Where the line with "Exercise. Spot the beige carpet" appears below, start writing out lines exactly, and finish with the line with "Exercise. Spot the cabinet", which is included; write out nothing else.

[[ Supplied information, beginning ]]

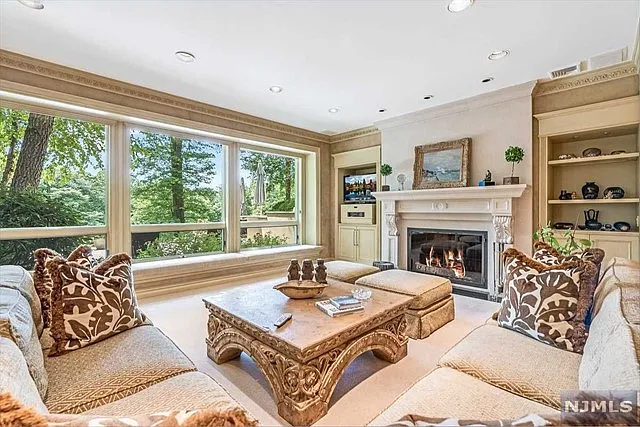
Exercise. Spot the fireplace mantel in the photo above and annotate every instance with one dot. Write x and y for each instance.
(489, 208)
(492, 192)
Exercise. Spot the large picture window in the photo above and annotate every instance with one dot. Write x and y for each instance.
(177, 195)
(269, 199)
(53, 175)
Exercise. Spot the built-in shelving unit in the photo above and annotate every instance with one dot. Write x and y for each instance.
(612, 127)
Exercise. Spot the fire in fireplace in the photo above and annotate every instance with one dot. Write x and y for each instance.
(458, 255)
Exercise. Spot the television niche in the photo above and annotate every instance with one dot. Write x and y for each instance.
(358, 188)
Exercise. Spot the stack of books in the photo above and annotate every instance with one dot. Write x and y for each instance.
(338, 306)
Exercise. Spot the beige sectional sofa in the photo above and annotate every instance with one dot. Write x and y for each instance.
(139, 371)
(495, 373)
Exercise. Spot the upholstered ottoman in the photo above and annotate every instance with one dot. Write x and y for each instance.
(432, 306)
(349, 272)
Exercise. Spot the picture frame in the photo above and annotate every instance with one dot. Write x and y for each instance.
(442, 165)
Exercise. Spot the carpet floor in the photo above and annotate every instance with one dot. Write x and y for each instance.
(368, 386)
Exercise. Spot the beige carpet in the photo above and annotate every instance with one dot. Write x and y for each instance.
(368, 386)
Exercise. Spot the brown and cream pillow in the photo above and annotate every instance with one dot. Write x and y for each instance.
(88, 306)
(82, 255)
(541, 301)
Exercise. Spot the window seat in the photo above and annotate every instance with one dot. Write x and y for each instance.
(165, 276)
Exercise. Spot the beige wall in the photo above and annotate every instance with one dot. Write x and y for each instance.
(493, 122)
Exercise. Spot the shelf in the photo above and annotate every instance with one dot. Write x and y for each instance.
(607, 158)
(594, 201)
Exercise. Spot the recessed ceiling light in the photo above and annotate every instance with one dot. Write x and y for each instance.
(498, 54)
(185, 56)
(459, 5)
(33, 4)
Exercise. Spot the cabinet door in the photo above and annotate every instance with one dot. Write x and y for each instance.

[[ Supplied information, end ]]
[[ Supplied information, beginning ]]

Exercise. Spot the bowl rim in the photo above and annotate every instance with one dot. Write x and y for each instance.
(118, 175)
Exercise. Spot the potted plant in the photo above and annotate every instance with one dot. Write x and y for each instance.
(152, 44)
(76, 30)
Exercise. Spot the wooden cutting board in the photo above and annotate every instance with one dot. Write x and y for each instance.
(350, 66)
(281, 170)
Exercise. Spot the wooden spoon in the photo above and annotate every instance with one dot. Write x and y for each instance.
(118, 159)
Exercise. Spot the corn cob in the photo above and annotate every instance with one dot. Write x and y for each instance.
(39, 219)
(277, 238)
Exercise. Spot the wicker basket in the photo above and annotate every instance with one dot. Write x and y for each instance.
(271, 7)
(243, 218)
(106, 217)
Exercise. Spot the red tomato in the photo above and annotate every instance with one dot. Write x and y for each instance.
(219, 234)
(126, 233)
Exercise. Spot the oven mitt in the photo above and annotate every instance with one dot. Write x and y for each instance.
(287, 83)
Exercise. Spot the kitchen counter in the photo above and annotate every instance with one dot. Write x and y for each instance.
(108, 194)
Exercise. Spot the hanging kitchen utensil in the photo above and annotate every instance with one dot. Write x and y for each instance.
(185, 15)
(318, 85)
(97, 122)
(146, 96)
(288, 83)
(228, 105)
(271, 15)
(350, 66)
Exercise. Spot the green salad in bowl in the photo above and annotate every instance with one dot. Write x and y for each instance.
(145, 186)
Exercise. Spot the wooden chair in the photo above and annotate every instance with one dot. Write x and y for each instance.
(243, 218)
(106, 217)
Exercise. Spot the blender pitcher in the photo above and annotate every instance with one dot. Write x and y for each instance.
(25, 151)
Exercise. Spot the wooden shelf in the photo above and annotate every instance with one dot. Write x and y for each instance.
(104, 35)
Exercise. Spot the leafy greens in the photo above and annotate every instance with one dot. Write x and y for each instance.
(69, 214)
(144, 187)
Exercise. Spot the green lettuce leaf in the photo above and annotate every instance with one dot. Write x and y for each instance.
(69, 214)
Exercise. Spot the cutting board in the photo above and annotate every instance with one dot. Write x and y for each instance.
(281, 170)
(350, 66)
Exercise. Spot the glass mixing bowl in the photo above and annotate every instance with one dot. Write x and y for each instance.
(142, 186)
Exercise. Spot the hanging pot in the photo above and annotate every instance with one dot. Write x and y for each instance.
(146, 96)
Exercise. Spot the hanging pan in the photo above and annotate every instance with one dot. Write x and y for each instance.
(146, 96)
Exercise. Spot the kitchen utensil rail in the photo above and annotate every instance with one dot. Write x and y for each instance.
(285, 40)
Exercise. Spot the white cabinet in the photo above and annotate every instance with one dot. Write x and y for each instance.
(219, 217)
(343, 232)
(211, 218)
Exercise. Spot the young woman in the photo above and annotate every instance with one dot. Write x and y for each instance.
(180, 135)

[[ Supplied information, end ]]
[[ Supplied information, beginning ]]

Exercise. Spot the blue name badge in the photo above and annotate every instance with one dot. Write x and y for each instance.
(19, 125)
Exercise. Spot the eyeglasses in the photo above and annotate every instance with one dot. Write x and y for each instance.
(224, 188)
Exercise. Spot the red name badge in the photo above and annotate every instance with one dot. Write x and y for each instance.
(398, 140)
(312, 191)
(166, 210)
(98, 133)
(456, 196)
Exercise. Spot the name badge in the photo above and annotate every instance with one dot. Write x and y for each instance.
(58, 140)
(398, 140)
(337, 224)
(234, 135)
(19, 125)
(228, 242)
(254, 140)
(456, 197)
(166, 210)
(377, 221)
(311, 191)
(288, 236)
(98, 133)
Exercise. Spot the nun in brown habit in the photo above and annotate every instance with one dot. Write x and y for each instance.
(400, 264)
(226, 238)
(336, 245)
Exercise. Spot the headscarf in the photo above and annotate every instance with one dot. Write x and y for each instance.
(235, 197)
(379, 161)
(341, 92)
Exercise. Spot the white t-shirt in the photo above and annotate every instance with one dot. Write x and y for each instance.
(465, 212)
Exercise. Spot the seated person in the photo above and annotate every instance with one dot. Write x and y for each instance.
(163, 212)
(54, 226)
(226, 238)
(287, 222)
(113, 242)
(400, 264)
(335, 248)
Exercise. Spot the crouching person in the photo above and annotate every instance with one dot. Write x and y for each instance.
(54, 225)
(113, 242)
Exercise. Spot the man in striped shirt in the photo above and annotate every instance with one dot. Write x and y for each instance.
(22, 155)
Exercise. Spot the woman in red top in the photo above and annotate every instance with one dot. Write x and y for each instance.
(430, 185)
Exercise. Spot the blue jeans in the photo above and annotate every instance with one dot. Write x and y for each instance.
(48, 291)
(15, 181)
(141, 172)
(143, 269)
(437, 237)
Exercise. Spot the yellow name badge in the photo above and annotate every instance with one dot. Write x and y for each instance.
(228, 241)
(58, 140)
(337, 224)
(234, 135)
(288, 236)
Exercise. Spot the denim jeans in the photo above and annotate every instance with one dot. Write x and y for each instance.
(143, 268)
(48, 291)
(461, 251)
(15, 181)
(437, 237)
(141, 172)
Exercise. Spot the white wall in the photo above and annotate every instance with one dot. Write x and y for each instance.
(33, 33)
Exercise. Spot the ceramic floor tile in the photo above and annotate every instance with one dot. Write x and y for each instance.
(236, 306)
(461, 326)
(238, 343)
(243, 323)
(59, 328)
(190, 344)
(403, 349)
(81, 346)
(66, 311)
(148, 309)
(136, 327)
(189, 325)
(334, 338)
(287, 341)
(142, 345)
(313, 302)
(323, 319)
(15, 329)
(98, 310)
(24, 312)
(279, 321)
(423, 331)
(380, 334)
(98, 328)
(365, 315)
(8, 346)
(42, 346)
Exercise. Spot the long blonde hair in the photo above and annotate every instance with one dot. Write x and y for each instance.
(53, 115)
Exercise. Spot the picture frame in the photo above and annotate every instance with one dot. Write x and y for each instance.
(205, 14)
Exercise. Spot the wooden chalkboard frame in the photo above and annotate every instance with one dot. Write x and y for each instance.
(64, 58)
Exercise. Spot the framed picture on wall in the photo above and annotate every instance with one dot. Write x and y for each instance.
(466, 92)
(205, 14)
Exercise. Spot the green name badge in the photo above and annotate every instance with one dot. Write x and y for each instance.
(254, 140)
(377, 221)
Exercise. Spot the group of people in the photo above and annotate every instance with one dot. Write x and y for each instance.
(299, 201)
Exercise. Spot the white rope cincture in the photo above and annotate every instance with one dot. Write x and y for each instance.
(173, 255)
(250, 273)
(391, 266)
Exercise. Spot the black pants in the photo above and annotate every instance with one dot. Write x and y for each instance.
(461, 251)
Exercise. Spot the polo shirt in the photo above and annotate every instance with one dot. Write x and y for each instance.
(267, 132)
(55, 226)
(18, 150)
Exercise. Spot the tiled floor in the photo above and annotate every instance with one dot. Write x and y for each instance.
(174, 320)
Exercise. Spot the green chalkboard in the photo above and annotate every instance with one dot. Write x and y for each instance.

[[ Supplied information, end ]]

Answer box:
Exercise. Spot the beige carpet in the photo above and annotate every instance with one dot. Write x and y for each instance.
(368, 386)
Exercise. Spot the brown and cream pillow in the photo above and annotate every instance with one dot. Write x and y for each instance.
(88, 306)
(82, 255)
(541, 301)
Exercise. Spot the window seat in the photo above and annotate every instance with one dot. Write x and y for each instance.
(165, 276)
Exercise. Spot the beige wall in the photo above and annotate every instance with one dot. Write x and y for each instance.
(493, 122)
Exercise. Spot the shelf in the photo above and annotate every instance with one dot. Write x and y for each instance.
(607, 158)
(594, 201)
Exercise. Spot the recessed ceiling light in the photo above and annotate every instance with one dot. Write x and y for each instance.
(498, 54)
(185, 56)
(459, 5)
(33, 4)
Exercise. Spot the cabinet door in the photo above and annotate every instance with one dot. Write x and y for each instance.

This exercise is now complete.